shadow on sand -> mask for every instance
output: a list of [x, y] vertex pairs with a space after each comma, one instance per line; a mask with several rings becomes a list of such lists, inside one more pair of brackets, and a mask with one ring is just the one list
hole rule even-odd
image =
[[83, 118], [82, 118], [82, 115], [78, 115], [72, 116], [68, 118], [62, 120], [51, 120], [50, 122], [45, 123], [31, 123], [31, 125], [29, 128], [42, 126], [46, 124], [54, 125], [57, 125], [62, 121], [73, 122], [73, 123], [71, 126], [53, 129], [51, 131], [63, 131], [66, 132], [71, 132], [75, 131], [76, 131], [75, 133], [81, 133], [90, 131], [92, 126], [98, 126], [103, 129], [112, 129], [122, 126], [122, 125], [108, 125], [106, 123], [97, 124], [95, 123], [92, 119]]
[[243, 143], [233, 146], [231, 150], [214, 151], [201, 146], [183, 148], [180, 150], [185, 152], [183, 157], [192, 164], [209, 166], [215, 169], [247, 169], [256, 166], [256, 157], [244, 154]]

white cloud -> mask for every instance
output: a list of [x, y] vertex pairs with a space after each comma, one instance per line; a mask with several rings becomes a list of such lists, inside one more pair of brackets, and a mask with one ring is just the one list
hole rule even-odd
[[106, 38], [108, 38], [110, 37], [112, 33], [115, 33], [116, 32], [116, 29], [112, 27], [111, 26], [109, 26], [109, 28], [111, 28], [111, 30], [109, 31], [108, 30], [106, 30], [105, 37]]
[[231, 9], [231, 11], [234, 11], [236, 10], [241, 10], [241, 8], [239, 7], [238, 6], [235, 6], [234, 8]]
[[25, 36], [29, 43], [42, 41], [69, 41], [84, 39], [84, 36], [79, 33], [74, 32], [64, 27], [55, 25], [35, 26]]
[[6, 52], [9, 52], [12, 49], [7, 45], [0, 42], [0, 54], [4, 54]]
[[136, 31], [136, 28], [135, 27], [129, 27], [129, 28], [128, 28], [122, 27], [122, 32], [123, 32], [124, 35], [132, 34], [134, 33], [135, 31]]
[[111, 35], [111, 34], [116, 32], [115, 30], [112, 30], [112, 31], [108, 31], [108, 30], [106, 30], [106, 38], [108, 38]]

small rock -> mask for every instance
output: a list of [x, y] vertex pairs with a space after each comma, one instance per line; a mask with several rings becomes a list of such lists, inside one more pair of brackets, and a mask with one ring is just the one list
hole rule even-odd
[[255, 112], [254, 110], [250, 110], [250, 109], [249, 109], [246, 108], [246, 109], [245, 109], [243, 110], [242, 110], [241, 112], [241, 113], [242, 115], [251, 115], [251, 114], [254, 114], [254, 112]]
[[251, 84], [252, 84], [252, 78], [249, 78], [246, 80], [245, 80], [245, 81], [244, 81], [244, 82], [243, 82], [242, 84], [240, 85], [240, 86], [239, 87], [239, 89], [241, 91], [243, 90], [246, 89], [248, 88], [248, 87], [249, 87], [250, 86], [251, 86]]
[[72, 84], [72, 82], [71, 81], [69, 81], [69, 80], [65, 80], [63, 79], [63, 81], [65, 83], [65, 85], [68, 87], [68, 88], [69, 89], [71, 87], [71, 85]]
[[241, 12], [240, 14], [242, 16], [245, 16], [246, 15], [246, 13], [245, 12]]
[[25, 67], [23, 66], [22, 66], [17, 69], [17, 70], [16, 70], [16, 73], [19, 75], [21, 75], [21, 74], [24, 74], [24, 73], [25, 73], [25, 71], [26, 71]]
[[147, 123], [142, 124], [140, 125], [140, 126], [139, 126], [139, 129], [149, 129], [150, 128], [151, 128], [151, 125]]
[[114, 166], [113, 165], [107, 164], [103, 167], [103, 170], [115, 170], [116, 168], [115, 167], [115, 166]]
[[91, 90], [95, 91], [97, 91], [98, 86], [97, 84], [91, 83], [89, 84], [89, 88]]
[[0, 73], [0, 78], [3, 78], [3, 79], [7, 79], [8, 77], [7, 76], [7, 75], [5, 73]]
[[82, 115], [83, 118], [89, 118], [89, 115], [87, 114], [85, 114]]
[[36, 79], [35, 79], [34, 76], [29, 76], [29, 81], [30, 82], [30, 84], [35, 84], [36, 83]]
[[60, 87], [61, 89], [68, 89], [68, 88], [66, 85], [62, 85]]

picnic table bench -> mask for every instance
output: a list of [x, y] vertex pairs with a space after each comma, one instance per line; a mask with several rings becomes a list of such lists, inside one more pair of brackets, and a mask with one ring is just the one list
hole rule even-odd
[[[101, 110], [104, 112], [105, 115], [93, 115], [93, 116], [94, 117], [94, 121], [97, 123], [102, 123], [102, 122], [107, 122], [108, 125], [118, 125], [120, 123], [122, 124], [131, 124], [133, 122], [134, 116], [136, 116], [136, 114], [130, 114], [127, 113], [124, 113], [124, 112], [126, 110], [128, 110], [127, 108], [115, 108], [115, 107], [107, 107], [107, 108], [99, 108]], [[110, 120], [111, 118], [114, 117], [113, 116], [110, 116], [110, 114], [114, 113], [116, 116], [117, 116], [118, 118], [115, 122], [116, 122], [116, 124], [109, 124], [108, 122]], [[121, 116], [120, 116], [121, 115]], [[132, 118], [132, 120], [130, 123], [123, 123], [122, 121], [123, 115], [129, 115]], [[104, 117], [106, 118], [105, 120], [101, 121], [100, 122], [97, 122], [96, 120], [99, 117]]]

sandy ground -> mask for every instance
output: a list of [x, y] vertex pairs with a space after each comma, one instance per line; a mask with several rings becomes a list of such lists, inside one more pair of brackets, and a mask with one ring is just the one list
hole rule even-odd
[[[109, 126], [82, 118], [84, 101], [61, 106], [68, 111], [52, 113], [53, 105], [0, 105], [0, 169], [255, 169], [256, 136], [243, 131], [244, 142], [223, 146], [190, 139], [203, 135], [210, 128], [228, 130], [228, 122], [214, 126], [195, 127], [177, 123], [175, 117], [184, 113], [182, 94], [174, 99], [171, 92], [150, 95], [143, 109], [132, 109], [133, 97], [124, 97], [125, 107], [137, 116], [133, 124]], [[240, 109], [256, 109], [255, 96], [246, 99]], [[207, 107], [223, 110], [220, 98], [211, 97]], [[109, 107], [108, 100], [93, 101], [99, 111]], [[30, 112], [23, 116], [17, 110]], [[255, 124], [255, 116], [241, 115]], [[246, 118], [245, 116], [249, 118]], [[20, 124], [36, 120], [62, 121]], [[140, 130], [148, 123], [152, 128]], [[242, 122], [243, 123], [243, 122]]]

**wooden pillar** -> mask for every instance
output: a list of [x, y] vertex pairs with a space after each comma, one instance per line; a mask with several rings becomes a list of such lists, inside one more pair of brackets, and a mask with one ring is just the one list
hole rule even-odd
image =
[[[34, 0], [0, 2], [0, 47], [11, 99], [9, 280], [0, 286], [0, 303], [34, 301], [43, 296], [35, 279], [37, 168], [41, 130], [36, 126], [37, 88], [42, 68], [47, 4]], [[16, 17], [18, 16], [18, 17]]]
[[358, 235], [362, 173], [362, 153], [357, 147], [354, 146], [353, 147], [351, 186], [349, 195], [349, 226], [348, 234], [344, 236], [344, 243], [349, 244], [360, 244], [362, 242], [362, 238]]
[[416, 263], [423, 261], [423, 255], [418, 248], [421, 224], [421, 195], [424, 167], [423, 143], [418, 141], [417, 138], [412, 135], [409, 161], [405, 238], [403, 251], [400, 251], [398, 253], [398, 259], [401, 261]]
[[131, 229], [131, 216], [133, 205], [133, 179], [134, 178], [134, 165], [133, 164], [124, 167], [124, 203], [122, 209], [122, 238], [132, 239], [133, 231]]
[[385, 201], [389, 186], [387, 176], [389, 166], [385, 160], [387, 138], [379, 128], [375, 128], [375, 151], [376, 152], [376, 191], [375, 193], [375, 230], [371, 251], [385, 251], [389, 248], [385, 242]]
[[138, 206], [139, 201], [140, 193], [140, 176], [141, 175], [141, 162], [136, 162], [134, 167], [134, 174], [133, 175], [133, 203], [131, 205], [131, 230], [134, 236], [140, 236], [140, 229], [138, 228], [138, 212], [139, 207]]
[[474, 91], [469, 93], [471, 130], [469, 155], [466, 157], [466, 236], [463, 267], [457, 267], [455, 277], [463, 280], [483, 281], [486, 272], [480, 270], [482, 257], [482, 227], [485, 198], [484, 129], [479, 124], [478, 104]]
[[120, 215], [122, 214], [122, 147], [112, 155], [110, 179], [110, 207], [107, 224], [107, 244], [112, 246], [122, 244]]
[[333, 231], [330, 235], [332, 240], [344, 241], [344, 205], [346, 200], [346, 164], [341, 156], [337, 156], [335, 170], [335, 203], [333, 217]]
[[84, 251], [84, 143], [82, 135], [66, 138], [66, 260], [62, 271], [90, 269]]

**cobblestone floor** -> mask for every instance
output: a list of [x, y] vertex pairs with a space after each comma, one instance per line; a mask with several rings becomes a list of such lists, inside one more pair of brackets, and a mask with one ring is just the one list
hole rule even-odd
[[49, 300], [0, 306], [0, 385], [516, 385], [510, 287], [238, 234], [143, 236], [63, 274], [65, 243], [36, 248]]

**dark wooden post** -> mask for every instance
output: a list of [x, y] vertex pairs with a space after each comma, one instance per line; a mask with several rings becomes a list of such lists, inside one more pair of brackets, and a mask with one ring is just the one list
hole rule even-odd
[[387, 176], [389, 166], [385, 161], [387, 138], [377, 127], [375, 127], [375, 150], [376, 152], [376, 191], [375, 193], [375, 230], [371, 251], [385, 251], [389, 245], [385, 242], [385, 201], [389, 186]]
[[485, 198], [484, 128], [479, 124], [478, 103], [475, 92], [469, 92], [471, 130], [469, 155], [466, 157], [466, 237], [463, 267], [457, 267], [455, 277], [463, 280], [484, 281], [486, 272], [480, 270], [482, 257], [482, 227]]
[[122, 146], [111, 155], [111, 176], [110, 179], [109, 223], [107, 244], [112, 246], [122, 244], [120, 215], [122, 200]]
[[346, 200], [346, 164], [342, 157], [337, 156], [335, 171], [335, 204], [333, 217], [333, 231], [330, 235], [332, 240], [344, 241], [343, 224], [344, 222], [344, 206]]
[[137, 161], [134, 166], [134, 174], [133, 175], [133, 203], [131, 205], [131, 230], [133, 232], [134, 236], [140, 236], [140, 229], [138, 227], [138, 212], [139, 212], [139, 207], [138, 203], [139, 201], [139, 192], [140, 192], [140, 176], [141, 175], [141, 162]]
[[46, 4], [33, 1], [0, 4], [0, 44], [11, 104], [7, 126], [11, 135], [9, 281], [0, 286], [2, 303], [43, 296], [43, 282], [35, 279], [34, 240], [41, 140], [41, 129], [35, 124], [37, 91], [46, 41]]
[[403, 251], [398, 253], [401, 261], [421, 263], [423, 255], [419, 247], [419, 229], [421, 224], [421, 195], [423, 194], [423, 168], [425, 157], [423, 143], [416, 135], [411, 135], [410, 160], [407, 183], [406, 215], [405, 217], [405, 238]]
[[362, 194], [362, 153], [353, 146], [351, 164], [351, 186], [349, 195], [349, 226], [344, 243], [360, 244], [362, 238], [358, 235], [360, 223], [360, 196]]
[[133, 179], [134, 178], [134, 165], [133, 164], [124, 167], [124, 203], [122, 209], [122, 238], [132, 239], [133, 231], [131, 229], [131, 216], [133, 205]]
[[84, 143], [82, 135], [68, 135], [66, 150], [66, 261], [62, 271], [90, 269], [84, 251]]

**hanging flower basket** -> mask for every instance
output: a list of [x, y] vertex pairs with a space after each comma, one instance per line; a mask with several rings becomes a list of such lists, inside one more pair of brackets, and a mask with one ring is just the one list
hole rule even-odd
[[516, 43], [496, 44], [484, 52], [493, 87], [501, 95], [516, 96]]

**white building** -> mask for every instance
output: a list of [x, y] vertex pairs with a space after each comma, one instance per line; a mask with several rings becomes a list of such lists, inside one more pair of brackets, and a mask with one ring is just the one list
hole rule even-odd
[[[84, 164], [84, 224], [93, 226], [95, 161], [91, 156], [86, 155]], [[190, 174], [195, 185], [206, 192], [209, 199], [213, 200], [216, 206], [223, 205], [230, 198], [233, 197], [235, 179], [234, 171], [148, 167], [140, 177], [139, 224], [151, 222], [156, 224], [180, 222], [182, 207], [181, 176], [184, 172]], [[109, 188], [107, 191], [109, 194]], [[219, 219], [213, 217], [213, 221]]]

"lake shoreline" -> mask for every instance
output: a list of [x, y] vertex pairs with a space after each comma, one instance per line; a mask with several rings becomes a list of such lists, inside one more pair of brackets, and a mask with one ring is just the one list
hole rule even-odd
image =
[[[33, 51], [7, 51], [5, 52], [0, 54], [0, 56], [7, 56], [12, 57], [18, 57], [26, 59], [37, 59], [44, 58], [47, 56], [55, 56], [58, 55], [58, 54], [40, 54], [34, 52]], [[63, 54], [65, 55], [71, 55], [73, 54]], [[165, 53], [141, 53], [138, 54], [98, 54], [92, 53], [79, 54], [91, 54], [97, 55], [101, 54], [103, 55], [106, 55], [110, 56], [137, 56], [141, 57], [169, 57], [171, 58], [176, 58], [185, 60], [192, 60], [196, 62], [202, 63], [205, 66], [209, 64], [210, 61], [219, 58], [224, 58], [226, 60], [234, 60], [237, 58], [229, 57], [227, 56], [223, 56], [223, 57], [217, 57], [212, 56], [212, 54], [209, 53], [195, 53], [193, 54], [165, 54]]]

────────

Reproduce only the entries from the line that contains "pillar** -> mask for every instance" through the line that contains "259], [401, 261]]", with "wooden" changed to "timber" and everything else left as it is.

ANSWER TO THE PROBLEM:
**timber pillar** -> mask for every instance
output: a list of [x, y] vertex pairs with a space after each comma, one instance per line; a mask with several rings becomes a list of such lists, inside one more pair of brackets, and a mask with one ring is just the one list
hole rule even-odd
image =
[[[34, 0], [0, 2], [0, 47], [11, 99], [9, 280], [0, 286], [0, 303], [34, 301], [43, 296], [35, 279], [37, 168], [41, 130], [36, 126], [37, 88], [42, 68], [47, 4]], [[16, 17], [18, 16], [18, 17]]]
[[358, 235], [362, 173], [362, 153], [357, 147], [354, 146], [353, 147], [351, 186], [349, 195], [349, 226], [348, 234], [344, 236], [344, 243], [349, 244], [360, 244], [362, 242], [362, 238]]
[[416, 263], [423, 261], [423, 255], [418, 248], [421, 224], [421, 195], [424, 167], [423, 143], [418, 141], [417, 138], [412, 135], [409, 161], [405, 238], [403, 251], [400, 251], [398, 253], [398, 259], [401, 261]]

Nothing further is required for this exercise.